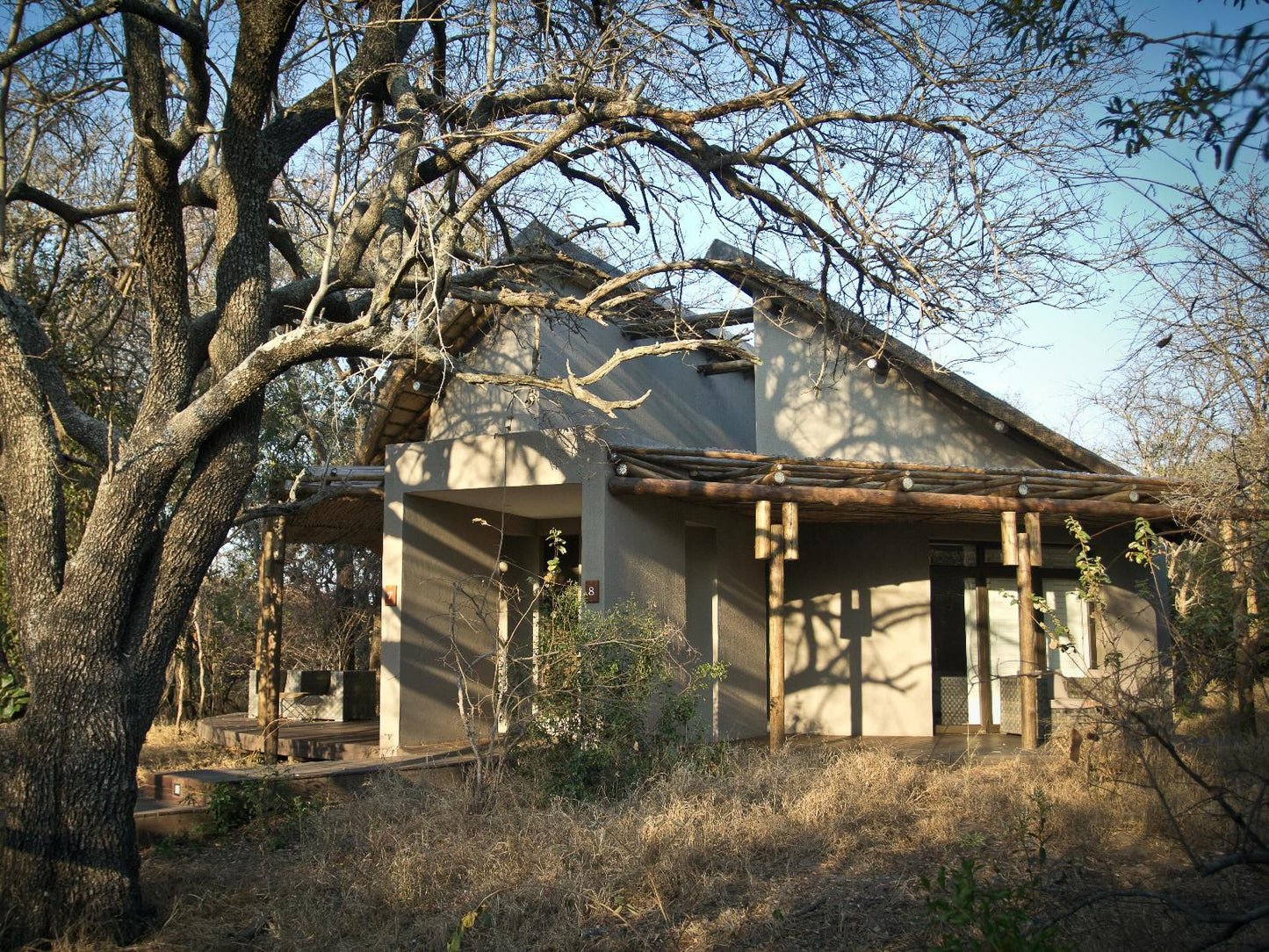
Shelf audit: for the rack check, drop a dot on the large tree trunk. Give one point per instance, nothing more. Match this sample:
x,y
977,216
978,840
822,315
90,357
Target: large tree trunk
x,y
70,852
☆ ☆ ☆ ☆ ☆
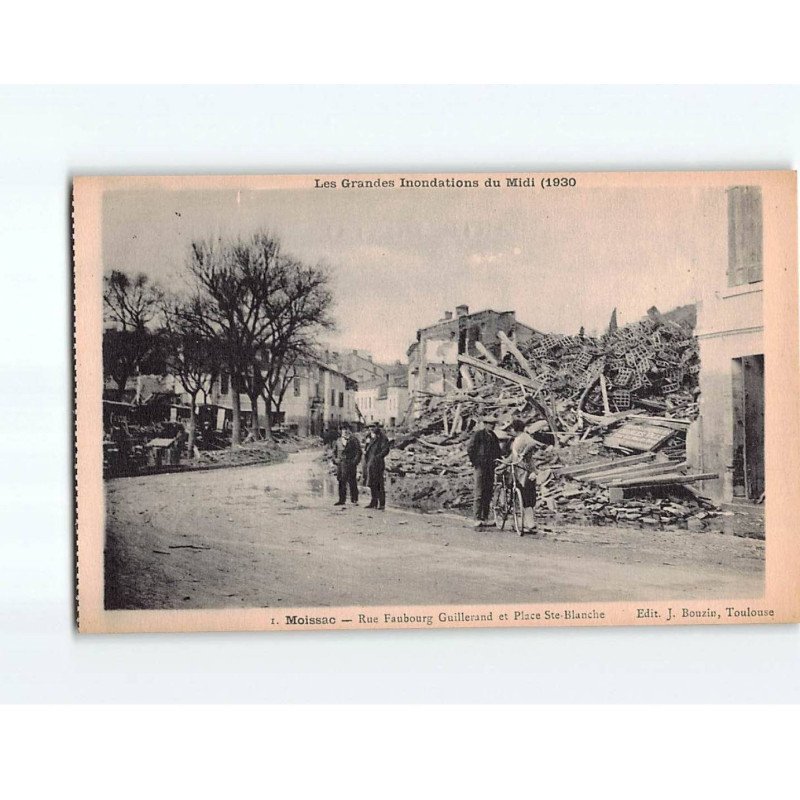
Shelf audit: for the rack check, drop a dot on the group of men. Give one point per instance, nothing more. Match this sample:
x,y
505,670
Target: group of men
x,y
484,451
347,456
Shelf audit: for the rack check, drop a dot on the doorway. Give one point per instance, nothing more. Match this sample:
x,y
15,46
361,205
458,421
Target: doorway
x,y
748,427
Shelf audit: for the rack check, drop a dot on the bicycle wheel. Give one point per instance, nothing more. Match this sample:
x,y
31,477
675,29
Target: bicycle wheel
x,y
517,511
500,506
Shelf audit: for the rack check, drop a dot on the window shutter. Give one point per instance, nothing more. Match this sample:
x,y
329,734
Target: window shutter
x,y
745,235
☆ ☆ ☆ ☆ ☆
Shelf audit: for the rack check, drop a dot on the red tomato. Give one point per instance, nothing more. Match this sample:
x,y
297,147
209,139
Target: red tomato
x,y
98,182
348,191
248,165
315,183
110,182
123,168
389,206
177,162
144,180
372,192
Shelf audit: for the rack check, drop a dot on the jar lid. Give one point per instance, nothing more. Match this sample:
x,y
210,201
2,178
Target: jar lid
☆ ☆ ☆ ☆ ☆
**Exercise description**
Scan the material above for the string "this" and return the lines that hold it.

**Exercise result**
Shelf audit: for the rack check, drop a dot on the large tree trunk. Give one point per instance, nothing more. Match this sample:
Shelf audit: for the rack check, drop a dot on the group of men. Give one point per instance, nothing more. Match this sample:
Shelf audit: for the rack check, drop a dot on the doorway. Give one point per instance, nothing more. Match this sample:
Shelf audit: for the rack check, drop a dot on the bicycle wheel. Give one point per instance, nothing more. Match this sample:
Shelf audit: for the rack check, drop a dot on the window shutter. Give one point per instance, nothing more. Match this sample:
Shelf audit: for the rack check, drop a dot on the red tomato. Give one point per instance, nothing more. Match this sample:
Shelf audit: for the rack check, drop a dot on the jar lid. Give one point per instance, nothing more. Match this sample:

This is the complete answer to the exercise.